- **EXTRACT**
........

Promise

Big Sky: iPhone

Big Sky: iPhone

“When did the future switch from being a promise to a threat?”

(Chuck Palahniuk)

I love the promise of big skies.

As I walk and cycle my landscape, the expansive sky speaks to me of spaciousness, opportunity and optimism. Even if nothing material changes in my life, I can feel hopeful under skies like this.

As we emerge into an ominous new normal, hope feels like a helpful, resilient capacity to bring to the days when I concern myself with the legacy that we are leaving our children. Regardless of the fading reality of my own childhood, I remember growing up in a world full of potential and possibility. Now I worry that options our children face are much reduced: that they will endure life on a damaged planet and participate in an ecosystem struggling to survive.

Perhaps it’s been the lot of every parent to worry in ways like this?

But I know I can’t pause for too long in my worries and so I stare again towards the restorative distant blue.

And even as I look over monotonous expanses of modern agriculture, the skies tell me to trust that possibilities remain and, under their tutelage, the earth can provide for us.

........

[Dataset excerpts]
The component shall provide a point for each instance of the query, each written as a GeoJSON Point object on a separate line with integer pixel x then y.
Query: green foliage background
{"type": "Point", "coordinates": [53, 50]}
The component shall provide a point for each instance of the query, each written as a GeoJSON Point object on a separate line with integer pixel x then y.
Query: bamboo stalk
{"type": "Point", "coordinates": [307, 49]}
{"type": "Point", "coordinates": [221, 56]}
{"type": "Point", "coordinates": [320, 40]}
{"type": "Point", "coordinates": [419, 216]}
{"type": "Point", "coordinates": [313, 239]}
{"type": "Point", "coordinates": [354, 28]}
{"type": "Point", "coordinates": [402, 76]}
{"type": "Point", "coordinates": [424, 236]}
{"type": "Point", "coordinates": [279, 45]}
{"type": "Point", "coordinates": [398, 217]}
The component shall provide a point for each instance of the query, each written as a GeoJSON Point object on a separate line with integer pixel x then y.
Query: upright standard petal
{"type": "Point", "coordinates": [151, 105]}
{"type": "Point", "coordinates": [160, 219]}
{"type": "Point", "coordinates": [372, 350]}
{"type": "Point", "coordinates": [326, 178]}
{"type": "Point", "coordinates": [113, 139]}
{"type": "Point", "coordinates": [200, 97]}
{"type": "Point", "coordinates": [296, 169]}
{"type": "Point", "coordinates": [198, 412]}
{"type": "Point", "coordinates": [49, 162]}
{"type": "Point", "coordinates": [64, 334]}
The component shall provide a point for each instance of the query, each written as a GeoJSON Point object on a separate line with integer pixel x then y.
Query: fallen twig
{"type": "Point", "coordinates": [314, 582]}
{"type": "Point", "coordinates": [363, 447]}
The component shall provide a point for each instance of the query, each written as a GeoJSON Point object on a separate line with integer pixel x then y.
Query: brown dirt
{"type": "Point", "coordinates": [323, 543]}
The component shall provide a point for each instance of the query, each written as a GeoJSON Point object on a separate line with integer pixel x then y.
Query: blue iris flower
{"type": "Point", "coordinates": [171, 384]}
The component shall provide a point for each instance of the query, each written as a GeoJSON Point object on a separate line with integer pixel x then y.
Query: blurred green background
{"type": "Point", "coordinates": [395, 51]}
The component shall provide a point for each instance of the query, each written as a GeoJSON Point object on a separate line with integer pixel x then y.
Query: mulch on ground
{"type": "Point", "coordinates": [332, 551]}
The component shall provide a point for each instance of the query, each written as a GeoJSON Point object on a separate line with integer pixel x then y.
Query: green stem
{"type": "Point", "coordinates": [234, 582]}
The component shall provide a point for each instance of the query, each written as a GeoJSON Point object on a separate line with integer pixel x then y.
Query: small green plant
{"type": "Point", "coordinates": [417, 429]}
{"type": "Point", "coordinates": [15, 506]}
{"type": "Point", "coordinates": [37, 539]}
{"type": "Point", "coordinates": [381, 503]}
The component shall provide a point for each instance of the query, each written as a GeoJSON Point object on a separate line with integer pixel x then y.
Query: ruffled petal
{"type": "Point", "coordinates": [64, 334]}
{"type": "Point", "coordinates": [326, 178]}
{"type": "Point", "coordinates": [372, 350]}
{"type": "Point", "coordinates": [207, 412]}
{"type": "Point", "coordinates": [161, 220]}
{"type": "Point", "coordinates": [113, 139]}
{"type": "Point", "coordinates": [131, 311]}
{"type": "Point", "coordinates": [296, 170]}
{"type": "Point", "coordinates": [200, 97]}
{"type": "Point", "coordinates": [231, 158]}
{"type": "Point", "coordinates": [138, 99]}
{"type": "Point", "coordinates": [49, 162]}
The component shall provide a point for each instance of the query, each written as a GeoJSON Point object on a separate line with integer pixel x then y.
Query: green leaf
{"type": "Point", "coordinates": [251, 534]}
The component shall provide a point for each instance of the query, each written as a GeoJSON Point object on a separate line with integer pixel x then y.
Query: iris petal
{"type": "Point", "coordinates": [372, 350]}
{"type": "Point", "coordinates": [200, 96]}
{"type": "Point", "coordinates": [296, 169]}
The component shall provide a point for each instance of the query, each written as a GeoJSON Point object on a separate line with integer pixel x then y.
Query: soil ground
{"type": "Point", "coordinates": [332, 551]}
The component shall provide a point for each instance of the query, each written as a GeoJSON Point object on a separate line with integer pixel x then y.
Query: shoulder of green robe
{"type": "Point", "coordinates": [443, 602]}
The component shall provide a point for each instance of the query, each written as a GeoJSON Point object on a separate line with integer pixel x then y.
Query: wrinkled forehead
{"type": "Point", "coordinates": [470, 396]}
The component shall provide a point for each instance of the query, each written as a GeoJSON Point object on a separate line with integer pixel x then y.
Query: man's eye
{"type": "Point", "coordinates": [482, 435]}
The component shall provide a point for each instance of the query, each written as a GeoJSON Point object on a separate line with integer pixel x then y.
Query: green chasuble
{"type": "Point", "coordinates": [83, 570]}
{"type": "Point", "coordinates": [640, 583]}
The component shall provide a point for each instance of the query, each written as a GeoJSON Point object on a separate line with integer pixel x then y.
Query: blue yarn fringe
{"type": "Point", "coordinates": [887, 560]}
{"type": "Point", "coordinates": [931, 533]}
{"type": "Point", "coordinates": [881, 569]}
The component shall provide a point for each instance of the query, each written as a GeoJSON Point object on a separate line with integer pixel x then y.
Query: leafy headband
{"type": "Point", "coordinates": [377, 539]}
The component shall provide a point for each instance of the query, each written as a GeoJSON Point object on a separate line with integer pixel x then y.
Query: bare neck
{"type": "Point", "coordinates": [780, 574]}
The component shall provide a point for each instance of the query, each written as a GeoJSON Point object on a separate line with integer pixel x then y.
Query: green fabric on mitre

........

- **TASK LIST**
1 – In the piece about big skies, what three things does the expansive sky speak of to the writer?
2 – Reproduce the stretch of the big-skies piece from "Perhaps it’s been" through "provide for us.".

- **EXPECTED RESULTS**
1 – Spaciousness, opportunity and optimism.

2 –
Perhaps it’s been the lot of every parent to worry in ways like this?

But I know I can’t pause for too long in my worries and so I stare again towards the restorative distant blue.

And even as I look over monotonous expanses of modern agriculture, the skies tell me to trust that possibilities remain and, under their tutelage, the earth can provide for us.